▶ TEXT PROVIDED
—————

High temperatures, harsh pH conditions, and toxic chemicals involved in the conventional synthesis and coating of inorganic polymers limit the fabrication of new generation hybrid materials immobilizing biomolecules such as live cells and enzymes to apply in different fields including bioelectronics, energy generation, and biomedical applications. Silicatein, an enzyme found in siliceous sponges, catalyzes the polymerization of silica under mild conditions, i.e., at room temperature and neutral pH. We have successfully solved the unfavorable aggregation of silicatein that cause difficulties in handling, by fusing with a small soluble tag called InaKC, a hydrophilic protein from Pseudomonas syringae. Chitin is a biocompatible polymer used in biomedical applications and chitin-binding domain (ChBD) found in chitinase enzyme is a promising anchor that can be used to immobilize enzymes on chitin. The objective of this study is to design a three-component interfacial catalyst containing InaKC, ChBD and silicatein, which can bind on chitin to catalyze silica formation on chitin.

—————

▶ PROVIDED RECORDS
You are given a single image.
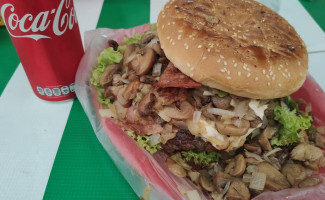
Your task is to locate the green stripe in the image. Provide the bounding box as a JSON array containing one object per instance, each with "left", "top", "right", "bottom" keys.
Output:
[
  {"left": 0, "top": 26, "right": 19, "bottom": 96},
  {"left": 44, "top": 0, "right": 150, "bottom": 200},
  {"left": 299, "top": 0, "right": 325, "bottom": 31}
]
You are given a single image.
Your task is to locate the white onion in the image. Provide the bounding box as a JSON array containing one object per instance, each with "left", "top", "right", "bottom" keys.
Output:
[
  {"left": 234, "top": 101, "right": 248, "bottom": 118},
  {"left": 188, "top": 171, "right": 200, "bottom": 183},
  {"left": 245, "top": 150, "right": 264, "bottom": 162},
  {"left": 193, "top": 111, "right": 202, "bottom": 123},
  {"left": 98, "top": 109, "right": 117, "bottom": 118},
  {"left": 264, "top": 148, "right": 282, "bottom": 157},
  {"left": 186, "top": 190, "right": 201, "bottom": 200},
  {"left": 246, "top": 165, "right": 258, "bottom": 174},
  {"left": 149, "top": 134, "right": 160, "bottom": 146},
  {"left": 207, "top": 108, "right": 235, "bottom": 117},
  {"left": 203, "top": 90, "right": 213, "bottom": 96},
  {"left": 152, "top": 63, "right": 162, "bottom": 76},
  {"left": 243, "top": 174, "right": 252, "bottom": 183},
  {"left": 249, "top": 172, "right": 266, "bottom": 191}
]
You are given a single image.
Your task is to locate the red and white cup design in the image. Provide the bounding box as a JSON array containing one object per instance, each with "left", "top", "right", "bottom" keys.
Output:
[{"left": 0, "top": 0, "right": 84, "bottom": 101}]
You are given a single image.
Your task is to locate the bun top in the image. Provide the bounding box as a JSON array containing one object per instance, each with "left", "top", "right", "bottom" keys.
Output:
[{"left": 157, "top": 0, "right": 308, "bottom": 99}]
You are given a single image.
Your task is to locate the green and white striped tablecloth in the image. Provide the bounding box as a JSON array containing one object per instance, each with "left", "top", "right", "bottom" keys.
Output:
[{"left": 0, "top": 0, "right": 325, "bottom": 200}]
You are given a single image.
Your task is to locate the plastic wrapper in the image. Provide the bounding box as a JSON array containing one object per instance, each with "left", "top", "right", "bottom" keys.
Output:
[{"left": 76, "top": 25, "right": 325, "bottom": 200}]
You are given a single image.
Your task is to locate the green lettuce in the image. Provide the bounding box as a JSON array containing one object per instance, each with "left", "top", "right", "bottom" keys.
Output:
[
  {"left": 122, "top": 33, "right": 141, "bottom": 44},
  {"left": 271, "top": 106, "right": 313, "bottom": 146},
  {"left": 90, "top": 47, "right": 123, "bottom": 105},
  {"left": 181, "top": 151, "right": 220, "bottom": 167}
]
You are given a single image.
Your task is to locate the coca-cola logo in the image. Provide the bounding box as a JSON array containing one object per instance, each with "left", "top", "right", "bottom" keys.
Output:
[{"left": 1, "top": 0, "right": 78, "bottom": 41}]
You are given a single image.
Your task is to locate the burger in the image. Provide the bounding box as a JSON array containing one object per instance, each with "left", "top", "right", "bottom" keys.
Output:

—————

▶ SET OF TASKS
(a) List the three components of the interfacial catalyst that the passage on silicatein-catalyzed silica formation proposes to design.
(b) Continue the passage on silicatein-catalyzed silica formation from its final sentence.

▶ WRITTEN ANSWERS
(a) InaKC, ChBD (chitin-binding domain), silicatein

(b)
The designed fusion silicatein, InakC-ChBD-Sil was expressed in Escherichia coli and was purified, followed by refolding. Solubility, silica polymerizing activity and adsorption on chitin were investigated. Recovered chitin subjected to silica formation with and without adsorption (control) of fusion silicatein were analyzed by scanning electron microscope (SEM) with energy dispersive X-rays spectroscopy (EDS) analysis.
InaKC-ChBD-Sil maintained its solubility for 24 h and the removal of soluble tags led to aggregate within 1 h. InaKC-ChBD-Sil showed a similar silica polymerization activity to mature silicatein in a solution. InaKC-ChBD-Sil strongly bound on chitin material within 1.0 h. SEM-EDS analysis showed the formation of silica on chitin treated with InaKC-ChBD-Sil while there was no silica formation in the control. These results revealed that the InaKC-ChBD-Sil can be used as an interfacial catalyst to form silica on the chitin under mild conditions.